[Opening Supplied text section]

Friday, May 20, 2011


I'm having a hard time enjoying the peace & quiet that comes during the evenings in which Glenn and the kids are all in bed relatively early.

I should be reveling in the joy of a couple hours to myself, but instead I find myself lonely.




I could be scrapbooking, reading, folding clothes, day-dreaming, but instead I just sit.

And stare at the mind-numbing TV (can we just cancel our cable already???).

Or the computer.

I could be blogging and saying something, but instead I feel like nothing is good enough to say.

I mean, who wants to read about this crap?

And the rapture is happening tomorrow and I didn't even get to Flying Apron beforehand.

P.S. The rapture isn't really happening tomorrow.

P.P.S. Maybe soon I'll have something nice to say.

Thursday, May 19, 2011

Finding My "Me Time"

Image credit: dbphotography on Flickr

I'm struggling to figure out what I really want for my "me time."

A couple weeks ago I had the great idea to go to a local coffee shop and read a book. Their coffee is delicious and I haven't been there in a long time because they didn't have rice milk (they do, however, have hemp milk but I haven't been too keen on wanting to try that). Anyway, since we've slowly been reintroducing soy (more on that later, but we think it may be going okay, or at least that he can tolerate smaller amounts in my breastmilk) I decided to go there and enjoy some me time.

Glenn took the kids and I headed out to the coffee shop. I had my copy of Unconditional Parenting in my purse and I was looking forward to reading. First thing I pull in to the shopping center and realize it's quite busy and there's nowhere close to park. I circle around and end up getting stuck in a line of cars waiting for the garbage trucks to empty every.single.dumpster. I immediately started getting anxious, but I reminded myself that I was alone, albeit in my car stuck waiting for the damn garbage man. I turned on some music and tried to relax. Finally I was able to park and walked over to the coffee shop.

It was packed.

If there's one thing I really don't like it's crowds. They cause almost immediate anxiety for me. It definitely wasn't quiet in there. I ordered my coffee and decided to try and sit and read for a short while.

I texted a friend and joked that the next time I got out for quiet time I was going to head to the university library.

It just wasn't what I needed that day. I came home and realized that Glenn and the kids were still out. I took a long shower. I read a bit at home.

I know I really need to get out for some time to myself. It's nice to be at home when Glenn takes the kids out, but I really thrive when I can get out.

I'm just going to have to find a new spot. Like the quiet corner in the Health Sciences Library where I read journal article after journal article for many a day.

Maybe a walk by myself?

Any local friends know a quiet coffee shop?

What do you do for time to yourself? Do you find it difficult to get out and actually meet your needs?

Friday, May 6, 2011

Sticks. And Stones. And Words.

To this day my mother finds it necessary to tell me what an awful little child I was.


A terror.

Two thoughts come to my mind as these things come up. As I look at my lovely, spirited, sometimes challenging daughter I wonder how anyone could possibly label their child with such awful words, no matter what they were doing. I also wonder why there is any need to keep talking about this nearly thirty years later.

[Closing Supplied text section]

→ **Tasks to perform**
• A. In the blog text, which book did the writer carry in her purse to the coffee shop?
• B. Copy the blog text from the words "It was packed." through the words "the university library.", substituting "city library" for "university library".

[Opening Provided information section]

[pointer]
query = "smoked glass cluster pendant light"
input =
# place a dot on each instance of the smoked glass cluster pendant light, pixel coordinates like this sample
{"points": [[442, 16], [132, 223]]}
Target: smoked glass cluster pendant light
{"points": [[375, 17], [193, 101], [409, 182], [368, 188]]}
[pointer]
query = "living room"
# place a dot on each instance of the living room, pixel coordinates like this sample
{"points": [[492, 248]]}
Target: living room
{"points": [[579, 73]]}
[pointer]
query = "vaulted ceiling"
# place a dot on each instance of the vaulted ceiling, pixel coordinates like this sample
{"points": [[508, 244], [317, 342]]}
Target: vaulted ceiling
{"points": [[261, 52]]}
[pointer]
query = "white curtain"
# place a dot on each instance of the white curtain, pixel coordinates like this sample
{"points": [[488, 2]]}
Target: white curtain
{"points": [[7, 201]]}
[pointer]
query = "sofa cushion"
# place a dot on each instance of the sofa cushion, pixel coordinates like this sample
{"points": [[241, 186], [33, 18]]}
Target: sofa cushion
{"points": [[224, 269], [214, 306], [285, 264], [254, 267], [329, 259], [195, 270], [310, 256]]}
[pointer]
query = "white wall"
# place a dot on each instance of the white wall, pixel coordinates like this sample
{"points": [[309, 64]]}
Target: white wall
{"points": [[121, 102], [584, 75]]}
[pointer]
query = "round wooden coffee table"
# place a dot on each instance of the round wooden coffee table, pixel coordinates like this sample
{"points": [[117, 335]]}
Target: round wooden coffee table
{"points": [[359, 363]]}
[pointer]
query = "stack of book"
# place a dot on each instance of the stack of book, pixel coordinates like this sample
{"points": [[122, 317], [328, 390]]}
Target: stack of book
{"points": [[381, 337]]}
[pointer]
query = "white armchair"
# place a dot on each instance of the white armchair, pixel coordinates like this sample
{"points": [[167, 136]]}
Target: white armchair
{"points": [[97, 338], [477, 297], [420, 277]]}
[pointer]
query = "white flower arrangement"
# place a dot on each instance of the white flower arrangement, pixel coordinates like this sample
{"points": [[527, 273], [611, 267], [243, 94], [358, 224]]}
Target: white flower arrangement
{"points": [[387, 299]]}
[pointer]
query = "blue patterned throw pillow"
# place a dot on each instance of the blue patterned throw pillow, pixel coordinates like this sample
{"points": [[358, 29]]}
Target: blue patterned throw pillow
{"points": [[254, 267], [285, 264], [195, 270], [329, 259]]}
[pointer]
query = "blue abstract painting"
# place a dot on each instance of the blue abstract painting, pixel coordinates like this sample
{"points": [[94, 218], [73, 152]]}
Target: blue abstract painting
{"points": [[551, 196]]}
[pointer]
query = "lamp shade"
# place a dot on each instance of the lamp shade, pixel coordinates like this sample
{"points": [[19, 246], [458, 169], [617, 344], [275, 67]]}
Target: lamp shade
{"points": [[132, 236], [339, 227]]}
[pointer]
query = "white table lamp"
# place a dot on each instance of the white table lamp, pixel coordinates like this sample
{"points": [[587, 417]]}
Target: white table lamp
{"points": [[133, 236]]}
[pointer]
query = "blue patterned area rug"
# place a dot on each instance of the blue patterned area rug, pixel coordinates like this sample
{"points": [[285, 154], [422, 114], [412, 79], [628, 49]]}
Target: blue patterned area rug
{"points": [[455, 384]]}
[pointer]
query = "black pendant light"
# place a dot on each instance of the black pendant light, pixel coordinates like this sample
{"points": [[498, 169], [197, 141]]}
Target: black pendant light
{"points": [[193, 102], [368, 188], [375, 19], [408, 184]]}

[Closing Provided information section]

→ **List of answers**
• A. Unconditional Parenting.

• B.
It was packed.

If there's one thing I really don't like it's crowds. They cause almost immediate anxiety for me. It definitely wasn't quiet in there. I ordered my coffee and decided to try and sit and read for a short while.

I texted a friend and joked that the next time I got out for quiet time I was going to head to the city library.